Exercise set:
(1) In the report on the robber gang, which court must affirm the death sentence?
(2) Return the records word for word, from their very first line through the line holding "[111,89,170,166]", with both ends included. Leave the pictures out.
-- start Page text --
India | 12 Members Of Notorious Robber-Gang Sentenced To Death

A local court in Ongole, Andhra Pradesh, on 24 May 2021 sentenced 12 members of a notorious gang to death and seven others to life imprisonment for highway robberies and murders.

The judge of the eighth Additional Sessions Court, Prakasam district, found the accused guilty and convicted them in three out of seven cases in which at least 13 people, mostly lorry drivers and cleaners, were brutally murdered.

The Andhra Pradesh High Court will have to affirm the death sentence.

Syed Abdul Samad alias Munna, who allegedly had political connections, formed the gang and started committing crimes in 2008.

Initially, he was an accused in cases wherein some rich people were trapped in the name of finding hidden treasures.

After extorting money, Munna and his accomplices would kill them.

Later, he adopted a new modus operandi under which he and his gang members posed as police personnel and started committing crimes (murders and theft) on the Chennai-Kolkata National Highway-16.

They used to stop unsuspecting drivers and, in the guise of inspecting the vehicle records, silently strangulate the driver and in some cases the cleaner as well. They used to make good their escape with the truckload and sell the goods, a senior police official said.
-- end Page text --
-- start Information shown --
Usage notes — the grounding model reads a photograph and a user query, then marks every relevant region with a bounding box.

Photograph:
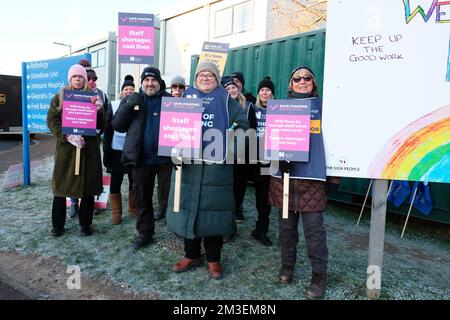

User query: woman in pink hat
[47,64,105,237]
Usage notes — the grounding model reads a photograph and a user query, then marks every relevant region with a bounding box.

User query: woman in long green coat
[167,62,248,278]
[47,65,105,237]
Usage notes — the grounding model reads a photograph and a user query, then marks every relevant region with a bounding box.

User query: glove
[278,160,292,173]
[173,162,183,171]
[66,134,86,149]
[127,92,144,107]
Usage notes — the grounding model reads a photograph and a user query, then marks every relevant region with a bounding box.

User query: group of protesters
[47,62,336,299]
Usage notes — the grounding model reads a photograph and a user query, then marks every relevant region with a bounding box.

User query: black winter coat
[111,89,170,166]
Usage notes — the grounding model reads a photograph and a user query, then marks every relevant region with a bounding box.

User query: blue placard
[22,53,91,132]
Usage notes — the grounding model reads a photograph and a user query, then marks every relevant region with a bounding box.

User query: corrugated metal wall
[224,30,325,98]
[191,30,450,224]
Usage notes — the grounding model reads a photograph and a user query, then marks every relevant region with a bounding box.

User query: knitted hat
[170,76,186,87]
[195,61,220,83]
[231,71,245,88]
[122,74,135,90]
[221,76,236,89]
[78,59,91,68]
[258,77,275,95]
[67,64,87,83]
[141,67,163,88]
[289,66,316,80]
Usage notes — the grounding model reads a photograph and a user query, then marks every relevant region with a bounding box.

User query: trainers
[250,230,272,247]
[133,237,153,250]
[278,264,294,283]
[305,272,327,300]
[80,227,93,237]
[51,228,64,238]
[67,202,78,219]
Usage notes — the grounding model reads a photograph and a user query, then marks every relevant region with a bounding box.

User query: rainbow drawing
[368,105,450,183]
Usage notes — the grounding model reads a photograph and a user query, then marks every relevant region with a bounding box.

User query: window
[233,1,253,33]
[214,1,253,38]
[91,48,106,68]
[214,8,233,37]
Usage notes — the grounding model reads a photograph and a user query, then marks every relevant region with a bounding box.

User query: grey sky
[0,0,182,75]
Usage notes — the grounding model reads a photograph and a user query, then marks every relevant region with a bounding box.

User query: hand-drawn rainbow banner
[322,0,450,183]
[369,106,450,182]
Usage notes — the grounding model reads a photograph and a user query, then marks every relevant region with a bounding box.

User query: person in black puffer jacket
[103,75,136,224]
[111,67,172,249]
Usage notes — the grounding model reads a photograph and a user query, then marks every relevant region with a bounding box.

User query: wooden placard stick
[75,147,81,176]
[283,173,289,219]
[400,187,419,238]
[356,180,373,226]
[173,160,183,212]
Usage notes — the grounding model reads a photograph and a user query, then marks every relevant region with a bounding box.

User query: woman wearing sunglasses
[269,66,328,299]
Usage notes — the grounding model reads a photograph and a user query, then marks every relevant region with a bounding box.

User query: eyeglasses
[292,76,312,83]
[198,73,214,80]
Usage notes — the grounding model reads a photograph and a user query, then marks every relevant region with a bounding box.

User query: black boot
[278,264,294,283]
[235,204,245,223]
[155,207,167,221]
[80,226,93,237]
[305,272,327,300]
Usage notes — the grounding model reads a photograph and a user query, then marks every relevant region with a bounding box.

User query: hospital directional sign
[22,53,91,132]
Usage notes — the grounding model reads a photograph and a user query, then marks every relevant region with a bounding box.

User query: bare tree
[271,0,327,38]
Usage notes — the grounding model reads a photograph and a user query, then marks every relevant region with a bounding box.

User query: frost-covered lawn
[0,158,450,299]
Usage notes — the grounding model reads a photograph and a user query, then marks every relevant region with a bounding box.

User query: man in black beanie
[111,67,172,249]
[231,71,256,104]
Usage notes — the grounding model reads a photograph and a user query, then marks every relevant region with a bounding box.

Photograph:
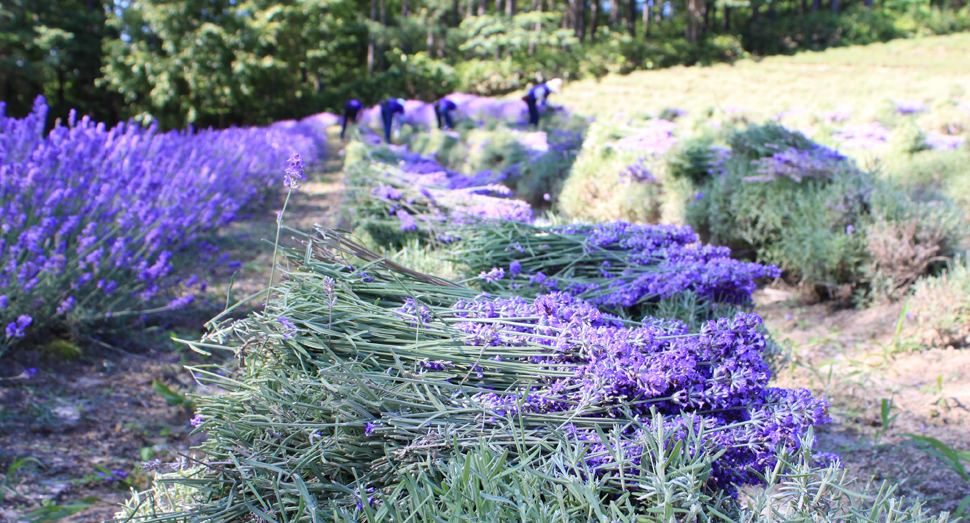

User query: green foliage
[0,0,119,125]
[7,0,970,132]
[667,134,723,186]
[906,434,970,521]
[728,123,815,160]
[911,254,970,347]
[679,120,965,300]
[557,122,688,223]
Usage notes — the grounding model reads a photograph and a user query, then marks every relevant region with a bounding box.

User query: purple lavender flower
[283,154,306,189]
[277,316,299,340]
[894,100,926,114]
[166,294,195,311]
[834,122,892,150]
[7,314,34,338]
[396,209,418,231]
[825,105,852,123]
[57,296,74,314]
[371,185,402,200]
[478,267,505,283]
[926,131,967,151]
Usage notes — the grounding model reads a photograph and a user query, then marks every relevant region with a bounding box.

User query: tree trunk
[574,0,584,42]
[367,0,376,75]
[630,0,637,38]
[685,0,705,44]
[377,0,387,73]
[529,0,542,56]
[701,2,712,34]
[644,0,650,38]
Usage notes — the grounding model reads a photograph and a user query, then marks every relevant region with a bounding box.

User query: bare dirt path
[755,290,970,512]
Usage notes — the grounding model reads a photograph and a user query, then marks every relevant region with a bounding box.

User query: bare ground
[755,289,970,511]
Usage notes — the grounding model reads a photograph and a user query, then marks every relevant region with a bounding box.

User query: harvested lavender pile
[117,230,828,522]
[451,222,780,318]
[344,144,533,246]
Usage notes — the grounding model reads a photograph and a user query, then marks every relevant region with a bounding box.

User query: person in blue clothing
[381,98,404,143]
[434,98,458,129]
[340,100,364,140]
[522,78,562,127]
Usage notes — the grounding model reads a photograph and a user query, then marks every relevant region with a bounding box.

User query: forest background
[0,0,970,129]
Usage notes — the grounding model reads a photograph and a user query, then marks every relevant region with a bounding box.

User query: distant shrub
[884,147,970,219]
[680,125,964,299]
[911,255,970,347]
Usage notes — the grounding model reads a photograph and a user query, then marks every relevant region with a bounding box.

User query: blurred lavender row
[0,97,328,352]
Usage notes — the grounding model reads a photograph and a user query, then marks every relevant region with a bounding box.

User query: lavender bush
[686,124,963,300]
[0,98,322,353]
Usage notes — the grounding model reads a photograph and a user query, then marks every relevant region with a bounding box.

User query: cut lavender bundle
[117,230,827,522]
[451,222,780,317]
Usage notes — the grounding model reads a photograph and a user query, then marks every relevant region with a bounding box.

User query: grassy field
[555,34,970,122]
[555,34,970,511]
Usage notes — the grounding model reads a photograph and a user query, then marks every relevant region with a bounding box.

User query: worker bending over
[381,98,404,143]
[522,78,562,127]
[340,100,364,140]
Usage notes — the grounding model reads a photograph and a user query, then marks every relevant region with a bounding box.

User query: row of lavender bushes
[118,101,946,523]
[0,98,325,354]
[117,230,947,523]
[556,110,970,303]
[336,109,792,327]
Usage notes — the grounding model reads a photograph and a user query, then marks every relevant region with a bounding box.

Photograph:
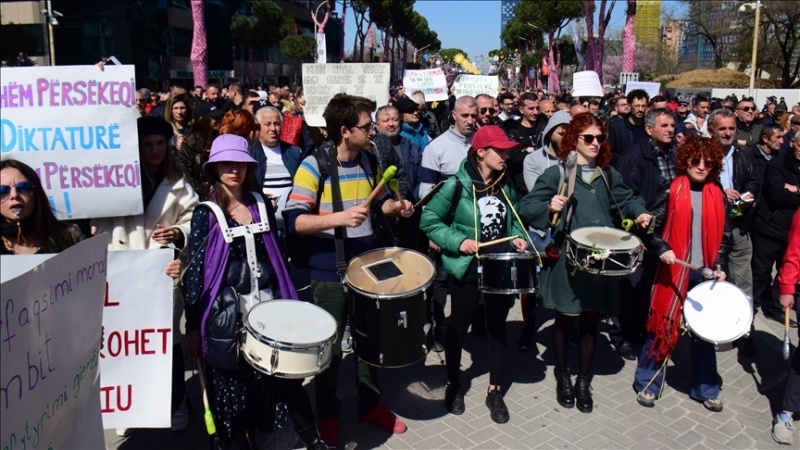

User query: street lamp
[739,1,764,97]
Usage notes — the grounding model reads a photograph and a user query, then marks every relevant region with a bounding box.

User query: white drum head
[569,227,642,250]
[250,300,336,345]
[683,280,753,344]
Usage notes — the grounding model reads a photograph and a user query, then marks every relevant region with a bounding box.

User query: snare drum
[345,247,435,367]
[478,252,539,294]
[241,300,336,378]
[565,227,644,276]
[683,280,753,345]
-- end Information shown --
Task-by-task outputs:
(1) The Andhra Pradesh High Court.

(2)
Usage notes — the grounding model reads a photograph and a user query, then marks every relevant region with a bounding box.

Photograph:

User query: woman in pink hat
[47,64,105,237]
Usage notes — the grounding model reads a photograph and a user query, then marks every relevant region with a bounding box.

User query: woman in long green coat
[167,62,248,278]
[47,65,105,237]
Usage notes — the grounding model reads a photograph and a user query, then marks every relevant region with a bounding box.

User query: glove
[278,160,292,173]
[173,162,183,171]
[66,134,86,149]
[127,92,144,107]
Usage notes — the grounding model reads a photograph and a user query, then marks every relevant region with a bounding box.

User query: group of protesters
[47,62,336,299]
Usage notes — the grounding model reads a photograph and a user query, then marks every relevant region with a bounding box.

User query: black winter coat
[111,89,170,166]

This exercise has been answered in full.